Description of the task >>
Pick out every line below that contains the string "trunk", and copy each one unchanged.

|---|

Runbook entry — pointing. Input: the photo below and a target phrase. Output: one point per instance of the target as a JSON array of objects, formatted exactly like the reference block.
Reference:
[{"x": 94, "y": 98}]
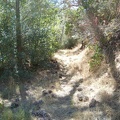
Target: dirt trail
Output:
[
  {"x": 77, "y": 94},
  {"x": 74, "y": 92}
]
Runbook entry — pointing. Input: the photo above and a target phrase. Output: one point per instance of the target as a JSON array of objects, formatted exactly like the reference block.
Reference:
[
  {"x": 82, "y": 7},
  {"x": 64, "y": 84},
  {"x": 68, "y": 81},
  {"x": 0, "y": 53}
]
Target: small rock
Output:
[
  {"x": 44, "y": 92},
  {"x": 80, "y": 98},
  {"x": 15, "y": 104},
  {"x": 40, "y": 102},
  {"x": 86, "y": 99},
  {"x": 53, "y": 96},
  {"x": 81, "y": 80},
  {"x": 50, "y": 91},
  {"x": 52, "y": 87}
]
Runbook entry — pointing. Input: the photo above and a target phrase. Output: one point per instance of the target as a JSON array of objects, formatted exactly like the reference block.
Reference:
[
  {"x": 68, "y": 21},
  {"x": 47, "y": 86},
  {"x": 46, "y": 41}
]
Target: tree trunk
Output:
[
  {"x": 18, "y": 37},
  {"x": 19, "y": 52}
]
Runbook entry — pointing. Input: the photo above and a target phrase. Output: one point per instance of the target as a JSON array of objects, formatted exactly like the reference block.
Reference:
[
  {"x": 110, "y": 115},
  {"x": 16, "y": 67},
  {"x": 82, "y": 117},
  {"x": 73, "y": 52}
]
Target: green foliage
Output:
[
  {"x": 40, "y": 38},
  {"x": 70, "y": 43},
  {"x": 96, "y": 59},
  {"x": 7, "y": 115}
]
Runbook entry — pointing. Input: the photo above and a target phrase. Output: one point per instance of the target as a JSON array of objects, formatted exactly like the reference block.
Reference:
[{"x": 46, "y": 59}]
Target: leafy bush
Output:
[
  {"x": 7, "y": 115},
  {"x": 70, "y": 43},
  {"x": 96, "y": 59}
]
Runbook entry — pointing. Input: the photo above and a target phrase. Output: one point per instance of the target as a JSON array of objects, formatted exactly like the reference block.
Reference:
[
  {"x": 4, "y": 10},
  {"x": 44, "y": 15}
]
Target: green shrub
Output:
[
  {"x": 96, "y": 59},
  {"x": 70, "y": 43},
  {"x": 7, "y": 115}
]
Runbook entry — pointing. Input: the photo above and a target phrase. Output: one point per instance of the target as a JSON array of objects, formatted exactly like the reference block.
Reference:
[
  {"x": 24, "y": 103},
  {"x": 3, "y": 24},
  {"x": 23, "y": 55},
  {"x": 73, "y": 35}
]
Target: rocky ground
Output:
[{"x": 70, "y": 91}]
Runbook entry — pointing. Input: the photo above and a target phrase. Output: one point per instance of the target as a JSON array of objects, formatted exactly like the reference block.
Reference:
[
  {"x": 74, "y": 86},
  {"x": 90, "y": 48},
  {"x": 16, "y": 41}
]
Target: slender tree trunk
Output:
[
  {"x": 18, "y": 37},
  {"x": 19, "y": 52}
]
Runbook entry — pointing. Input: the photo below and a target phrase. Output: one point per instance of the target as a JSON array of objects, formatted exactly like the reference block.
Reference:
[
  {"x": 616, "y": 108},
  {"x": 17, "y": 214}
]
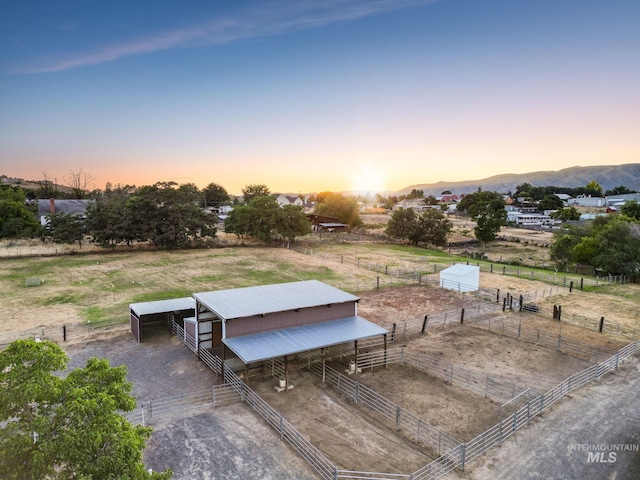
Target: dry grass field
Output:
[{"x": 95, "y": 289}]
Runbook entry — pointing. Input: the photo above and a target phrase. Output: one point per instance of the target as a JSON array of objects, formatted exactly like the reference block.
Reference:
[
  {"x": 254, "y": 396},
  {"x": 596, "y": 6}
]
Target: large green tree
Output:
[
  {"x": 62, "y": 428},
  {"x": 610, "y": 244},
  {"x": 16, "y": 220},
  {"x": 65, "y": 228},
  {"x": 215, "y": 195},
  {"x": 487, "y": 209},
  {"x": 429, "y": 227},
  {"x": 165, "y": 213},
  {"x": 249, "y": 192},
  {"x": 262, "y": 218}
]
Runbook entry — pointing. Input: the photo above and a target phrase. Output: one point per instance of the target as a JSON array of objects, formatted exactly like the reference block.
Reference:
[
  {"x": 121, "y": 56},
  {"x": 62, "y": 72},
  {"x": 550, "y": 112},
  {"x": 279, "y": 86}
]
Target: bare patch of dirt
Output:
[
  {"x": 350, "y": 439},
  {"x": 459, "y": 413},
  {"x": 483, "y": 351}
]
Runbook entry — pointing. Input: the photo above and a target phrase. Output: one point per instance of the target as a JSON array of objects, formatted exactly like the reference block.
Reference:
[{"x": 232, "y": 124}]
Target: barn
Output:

|---|

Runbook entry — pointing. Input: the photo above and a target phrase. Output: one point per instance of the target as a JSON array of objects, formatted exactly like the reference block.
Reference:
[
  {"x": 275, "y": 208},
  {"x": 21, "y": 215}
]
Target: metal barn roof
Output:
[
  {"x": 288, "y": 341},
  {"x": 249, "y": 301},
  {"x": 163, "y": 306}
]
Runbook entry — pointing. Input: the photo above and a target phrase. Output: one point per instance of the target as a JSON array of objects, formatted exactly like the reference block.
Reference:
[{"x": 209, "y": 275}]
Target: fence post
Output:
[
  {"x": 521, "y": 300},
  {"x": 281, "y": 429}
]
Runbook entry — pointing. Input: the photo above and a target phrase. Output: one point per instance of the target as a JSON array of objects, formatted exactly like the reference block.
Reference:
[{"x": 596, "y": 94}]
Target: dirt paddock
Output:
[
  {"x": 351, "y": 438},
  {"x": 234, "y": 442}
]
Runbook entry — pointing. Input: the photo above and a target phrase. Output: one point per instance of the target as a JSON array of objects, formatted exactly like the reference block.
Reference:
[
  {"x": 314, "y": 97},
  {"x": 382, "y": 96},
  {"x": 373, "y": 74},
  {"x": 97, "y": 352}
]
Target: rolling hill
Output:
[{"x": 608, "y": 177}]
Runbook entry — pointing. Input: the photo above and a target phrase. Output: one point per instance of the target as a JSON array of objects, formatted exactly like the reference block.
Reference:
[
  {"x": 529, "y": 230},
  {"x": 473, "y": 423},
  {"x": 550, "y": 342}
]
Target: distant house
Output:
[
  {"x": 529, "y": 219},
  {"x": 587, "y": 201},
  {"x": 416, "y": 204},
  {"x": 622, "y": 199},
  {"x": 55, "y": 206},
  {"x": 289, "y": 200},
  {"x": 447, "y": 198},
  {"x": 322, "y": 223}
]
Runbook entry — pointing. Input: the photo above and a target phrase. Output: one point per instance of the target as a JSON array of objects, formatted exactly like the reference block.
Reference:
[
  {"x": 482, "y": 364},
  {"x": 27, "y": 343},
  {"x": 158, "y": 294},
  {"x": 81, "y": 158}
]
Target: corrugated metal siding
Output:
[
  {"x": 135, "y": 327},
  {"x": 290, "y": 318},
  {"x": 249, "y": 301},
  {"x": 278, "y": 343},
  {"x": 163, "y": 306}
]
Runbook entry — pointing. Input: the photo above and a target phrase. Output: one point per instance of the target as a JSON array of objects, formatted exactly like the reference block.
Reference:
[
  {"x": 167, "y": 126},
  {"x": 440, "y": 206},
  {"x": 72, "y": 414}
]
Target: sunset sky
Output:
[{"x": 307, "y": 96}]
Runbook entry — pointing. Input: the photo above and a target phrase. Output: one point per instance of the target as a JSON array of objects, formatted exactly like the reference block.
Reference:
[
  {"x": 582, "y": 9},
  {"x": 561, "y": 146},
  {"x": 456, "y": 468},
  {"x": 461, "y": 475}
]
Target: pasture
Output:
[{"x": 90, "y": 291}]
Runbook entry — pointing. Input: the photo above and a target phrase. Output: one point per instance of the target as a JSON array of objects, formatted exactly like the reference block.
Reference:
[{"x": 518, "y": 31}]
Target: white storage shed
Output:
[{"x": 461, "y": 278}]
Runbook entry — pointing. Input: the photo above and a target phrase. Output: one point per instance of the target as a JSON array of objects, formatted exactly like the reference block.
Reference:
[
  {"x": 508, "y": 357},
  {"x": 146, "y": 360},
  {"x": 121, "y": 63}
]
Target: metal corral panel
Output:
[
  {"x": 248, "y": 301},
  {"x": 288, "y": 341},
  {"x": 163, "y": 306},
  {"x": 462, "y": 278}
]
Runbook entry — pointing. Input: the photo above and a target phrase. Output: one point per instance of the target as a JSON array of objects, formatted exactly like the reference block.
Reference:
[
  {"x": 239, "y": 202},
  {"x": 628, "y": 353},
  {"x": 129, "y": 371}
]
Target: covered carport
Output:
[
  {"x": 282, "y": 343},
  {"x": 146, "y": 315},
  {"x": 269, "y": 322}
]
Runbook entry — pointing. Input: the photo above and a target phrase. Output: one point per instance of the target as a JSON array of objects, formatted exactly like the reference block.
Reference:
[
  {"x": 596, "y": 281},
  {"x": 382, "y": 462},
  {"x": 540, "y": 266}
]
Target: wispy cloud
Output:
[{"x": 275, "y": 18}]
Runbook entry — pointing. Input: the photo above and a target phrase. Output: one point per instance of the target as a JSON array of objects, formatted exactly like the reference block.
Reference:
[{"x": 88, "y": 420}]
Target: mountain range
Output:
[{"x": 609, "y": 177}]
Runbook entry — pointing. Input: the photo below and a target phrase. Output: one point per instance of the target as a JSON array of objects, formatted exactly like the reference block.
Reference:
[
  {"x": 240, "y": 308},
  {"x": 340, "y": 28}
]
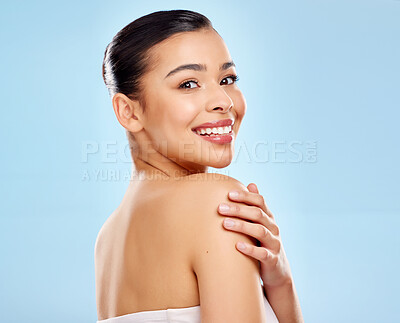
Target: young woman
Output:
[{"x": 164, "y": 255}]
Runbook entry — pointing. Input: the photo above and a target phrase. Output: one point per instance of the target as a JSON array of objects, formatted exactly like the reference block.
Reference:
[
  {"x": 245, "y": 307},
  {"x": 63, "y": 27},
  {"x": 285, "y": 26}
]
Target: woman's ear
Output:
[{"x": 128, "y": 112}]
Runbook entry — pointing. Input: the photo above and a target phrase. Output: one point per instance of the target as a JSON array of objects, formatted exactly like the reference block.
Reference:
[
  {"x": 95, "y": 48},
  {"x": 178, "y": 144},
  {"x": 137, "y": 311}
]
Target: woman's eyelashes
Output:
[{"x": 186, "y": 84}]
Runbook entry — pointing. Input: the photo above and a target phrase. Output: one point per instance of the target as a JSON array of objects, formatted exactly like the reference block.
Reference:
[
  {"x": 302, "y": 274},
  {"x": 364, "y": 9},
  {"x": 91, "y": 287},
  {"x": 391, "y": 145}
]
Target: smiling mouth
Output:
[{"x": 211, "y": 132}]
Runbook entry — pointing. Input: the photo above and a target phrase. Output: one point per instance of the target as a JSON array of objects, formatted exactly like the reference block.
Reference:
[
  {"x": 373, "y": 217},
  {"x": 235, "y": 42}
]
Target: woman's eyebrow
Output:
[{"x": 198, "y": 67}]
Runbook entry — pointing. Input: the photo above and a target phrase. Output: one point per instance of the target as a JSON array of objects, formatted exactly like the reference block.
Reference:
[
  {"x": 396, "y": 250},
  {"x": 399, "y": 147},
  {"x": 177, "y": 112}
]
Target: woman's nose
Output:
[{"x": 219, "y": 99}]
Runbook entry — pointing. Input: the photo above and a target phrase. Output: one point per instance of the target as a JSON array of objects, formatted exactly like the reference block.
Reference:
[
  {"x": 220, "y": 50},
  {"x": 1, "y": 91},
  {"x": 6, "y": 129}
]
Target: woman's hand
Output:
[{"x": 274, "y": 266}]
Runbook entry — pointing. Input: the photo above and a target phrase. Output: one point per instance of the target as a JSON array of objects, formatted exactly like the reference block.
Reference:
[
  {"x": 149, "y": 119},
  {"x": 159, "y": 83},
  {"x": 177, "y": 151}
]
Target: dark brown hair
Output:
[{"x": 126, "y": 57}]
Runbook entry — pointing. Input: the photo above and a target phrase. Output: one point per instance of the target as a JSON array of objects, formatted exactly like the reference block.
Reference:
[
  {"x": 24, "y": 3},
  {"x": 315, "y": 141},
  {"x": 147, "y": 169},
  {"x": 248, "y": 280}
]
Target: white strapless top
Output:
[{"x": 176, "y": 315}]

|---|

Result for this task >>
Target: tree trunk
Target: slender tree trunk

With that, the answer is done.